#### [PROBLEM A]
From the patent excerpt on well testing, list every example of an option to choose from.

#### [QUOTED TEXT]
---

According to the method, measurement data is automatically
collected from automated measurement and control devices that are
located in a hydrocarbon production system. The data that is
collected is compared with data stored in a database. The
comparison of data is used to automatically schedule test of the
plurality of automated measurement and control devices.
[0012] In Cramer, Moncur, and Berendschot, "Well-Test Optimization
and Automation", presentation at 2006 SPE Intelligent Energy
Conference and Exhibition in Amsterdam, The Netherlands, 11-13 Apr.
2006, a method for scheduling of well tests is proposed. However,
the proposed method uses a predetermined test schedule and the
system does not calculate which well should be tested by
itself.
[0013] A drawback of the known methods of scheduling the testing is
that they do not use numerical optimization to find a test
schedule. Another drawback is that the known methods do not use
uncertainty distributions to find a test schedule.
[0014] The general object of the present invention is to optimize
well testing in order to achieve the highest expected oil/gas
production.
[0015] More specifically, it is an object of the present invention
to provide an improved method for decision-making for oil and/or
gas production systems, or a part thereof, in order to maximize
production throughput.
SUMMARY OF THE INVENTION
[0016] According to the present invention, this above-identified
object is achieved by a method having the features defined in the
independent claim.
[0017] Preferred embodiments are set forth in the dependent claims
2-18.
[0018] According to the invention statistical analysis is
preferably used of the possible outcomes of the well test, herein
referred to as "options", in order to calculate the value of
getting more accurate information about a well. In particular, the
method according to the present invention is adapted to calculate
how more accurate information will change or increase the oil
and/or gas production rate because of better decisions.
[0019] The optimization is then achieved by choosing the option
that preferably gives the most valuable information. Examples of
options to choose from include "testing of a first well", "testing
of a second well", or "installing a flow measurement device in an
oil and/or gas production system".
[0020] According to the present invention a method is developed to
decide which well to test based on old test data and/or online
measured and/or estimated data. The method is preferably
implemented by a computer program that uses a Monte Carlo approach
for identifying which well test is likely to result in the highest
oil production rate after the well test information is utilized to
optimize the production.
[0021] The method according to the present invention is preferably
used to identify the next well to test in order to achieve the
highest expected oil production. The method preferably assumes that
the production from each well are independent and that the capacity
constraint in the production can be described as single flow rate
constraints in water, liquid, or gas. It is assumed that an
estimate of the gas-oil ratio and/or water-oil ratio is available
for each well.

---

#### [TASK MATERIAL]
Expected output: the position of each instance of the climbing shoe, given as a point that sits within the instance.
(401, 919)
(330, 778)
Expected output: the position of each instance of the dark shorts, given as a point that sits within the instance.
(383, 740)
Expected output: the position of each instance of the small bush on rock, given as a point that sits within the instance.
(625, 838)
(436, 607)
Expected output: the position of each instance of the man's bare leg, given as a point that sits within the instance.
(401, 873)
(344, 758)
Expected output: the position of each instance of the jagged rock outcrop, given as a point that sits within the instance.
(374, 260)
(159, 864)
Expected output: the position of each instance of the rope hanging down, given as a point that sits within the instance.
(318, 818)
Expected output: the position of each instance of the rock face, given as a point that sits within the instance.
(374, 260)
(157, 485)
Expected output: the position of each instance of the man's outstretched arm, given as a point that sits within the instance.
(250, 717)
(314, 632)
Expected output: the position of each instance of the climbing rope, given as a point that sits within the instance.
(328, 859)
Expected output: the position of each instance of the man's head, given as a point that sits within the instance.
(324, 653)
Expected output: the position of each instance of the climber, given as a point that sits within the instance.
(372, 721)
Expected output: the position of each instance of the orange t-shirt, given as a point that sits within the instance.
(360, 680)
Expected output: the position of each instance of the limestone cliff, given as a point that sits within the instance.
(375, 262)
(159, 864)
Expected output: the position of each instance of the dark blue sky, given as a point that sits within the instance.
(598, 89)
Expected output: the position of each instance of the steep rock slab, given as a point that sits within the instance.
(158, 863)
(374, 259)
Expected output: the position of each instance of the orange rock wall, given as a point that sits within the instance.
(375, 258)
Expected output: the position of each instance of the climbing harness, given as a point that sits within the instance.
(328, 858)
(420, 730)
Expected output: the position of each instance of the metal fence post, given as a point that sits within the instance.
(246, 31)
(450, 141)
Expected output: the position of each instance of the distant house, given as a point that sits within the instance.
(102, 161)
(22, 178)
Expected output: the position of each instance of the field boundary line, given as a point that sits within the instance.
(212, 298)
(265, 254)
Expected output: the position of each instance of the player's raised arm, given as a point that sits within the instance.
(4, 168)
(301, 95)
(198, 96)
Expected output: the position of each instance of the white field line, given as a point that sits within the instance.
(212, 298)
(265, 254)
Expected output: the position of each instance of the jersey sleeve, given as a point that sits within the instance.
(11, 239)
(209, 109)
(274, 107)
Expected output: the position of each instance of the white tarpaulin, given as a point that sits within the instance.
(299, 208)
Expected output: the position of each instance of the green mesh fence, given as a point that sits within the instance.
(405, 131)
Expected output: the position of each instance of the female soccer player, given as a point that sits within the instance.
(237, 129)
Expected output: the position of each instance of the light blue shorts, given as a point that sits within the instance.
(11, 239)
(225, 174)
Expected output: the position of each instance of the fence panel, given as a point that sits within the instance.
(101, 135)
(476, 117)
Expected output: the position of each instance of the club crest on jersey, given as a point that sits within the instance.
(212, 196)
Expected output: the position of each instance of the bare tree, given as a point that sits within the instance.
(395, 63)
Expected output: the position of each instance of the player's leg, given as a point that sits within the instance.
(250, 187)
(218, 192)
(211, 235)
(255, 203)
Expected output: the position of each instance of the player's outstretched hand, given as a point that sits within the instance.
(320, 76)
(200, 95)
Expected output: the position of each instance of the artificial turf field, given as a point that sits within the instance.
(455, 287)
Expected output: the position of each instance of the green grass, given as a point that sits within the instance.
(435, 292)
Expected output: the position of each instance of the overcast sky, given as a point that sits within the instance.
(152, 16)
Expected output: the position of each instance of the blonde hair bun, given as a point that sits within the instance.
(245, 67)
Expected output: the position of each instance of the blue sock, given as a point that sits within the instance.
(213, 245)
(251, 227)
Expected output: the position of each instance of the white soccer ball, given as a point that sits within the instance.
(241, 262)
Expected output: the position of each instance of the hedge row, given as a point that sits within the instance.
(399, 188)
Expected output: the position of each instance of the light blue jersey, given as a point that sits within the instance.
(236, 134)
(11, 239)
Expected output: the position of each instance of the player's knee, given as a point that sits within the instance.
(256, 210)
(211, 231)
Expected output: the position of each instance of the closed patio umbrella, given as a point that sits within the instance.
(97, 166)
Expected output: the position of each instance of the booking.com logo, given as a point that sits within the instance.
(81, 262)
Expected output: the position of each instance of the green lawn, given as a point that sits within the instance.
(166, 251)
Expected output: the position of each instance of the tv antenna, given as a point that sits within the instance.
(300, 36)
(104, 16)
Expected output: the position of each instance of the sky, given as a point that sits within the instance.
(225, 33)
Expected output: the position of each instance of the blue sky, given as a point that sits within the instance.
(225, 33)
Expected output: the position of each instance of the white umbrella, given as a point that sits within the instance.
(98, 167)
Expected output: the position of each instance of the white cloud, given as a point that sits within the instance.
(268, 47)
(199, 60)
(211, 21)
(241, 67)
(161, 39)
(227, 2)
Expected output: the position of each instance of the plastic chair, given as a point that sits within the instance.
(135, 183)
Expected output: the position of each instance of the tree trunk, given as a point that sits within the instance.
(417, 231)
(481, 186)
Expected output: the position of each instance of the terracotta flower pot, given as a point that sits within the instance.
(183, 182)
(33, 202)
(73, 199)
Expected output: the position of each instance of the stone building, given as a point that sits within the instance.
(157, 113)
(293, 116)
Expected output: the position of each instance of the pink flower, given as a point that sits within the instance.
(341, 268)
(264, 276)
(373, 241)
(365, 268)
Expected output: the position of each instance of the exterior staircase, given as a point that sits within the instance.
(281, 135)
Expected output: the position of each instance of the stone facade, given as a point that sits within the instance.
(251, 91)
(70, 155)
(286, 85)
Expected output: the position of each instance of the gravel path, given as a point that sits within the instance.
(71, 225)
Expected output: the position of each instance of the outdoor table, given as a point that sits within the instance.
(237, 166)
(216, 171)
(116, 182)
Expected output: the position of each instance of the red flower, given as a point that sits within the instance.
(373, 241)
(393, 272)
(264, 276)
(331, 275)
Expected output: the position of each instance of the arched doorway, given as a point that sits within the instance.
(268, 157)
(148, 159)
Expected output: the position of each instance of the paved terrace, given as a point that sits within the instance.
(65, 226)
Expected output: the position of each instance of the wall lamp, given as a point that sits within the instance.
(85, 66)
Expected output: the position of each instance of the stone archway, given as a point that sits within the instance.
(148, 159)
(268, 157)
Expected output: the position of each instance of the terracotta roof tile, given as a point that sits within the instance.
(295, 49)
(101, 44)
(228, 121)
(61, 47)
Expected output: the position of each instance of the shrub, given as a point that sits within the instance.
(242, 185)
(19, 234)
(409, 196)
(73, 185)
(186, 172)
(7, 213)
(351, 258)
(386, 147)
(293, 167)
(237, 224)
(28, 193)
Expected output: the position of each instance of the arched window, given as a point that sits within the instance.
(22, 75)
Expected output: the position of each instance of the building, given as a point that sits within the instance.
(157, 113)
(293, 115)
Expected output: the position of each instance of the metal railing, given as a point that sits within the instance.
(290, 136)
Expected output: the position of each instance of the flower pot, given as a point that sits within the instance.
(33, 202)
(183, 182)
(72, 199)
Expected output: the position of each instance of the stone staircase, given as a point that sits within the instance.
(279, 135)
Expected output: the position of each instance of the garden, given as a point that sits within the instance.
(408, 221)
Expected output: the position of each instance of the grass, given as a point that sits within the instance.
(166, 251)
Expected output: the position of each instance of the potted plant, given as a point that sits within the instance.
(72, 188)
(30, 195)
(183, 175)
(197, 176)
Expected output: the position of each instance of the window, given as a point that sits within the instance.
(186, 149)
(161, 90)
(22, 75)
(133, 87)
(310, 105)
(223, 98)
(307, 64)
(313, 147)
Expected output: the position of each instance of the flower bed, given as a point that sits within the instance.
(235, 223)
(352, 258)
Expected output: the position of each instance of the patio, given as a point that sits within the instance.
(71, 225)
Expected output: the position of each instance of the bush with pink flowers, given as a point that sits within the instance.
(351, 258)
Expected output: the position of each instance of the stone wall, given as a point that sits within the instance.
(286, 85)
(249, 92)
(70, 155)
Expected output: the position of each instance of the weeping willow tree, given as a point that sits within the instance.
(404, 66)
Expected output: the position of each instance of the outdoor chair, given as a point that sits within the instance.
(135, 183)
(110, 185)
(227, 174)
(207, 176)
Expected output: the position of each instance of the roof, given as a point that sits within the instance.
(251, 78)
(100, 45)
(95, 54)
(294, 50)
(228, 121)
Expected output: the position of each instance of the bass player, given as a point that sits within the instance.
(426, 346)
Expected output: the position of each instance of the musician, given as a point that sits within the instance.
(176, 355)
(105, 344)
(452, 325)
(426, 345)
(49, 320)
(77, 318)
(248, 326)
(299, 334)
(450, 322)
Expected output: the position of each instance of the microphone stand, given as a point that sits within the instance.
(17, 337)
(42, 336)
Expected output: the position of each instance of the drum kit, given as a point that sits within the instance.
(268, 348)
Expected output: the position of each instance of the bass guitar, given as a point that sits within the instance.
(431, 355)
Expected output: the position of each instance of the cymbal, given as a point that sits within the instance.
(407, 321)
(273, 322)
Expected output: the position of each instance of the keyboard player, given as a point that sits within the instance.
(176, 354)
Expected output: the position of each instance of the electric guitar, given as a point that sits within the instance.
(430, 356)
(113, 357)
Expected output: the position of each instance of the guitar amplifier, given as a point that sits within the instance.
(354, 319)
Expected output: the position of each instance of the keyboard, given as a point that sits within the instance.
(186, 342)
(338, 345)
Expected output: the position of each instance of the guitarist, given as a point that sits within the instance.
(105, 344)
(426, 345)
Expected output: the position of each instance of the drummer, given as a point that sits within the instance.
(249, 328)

---

#### [PROBLEM B]
Collect every line of the listing that contains the string "staircase". Case counts.

#### [FINAL RESULT A]
- testing of a first well
- testing of a second well
- installing a flow measurement device in an oil and/or gas production system

#### [FINAL RESULT B]
Expected output: the position of each instance of the exterior staircase, given as a point that sits within the instance.
Expected output: the position of each instance of the stone staircase, given as a point that sits within the instance.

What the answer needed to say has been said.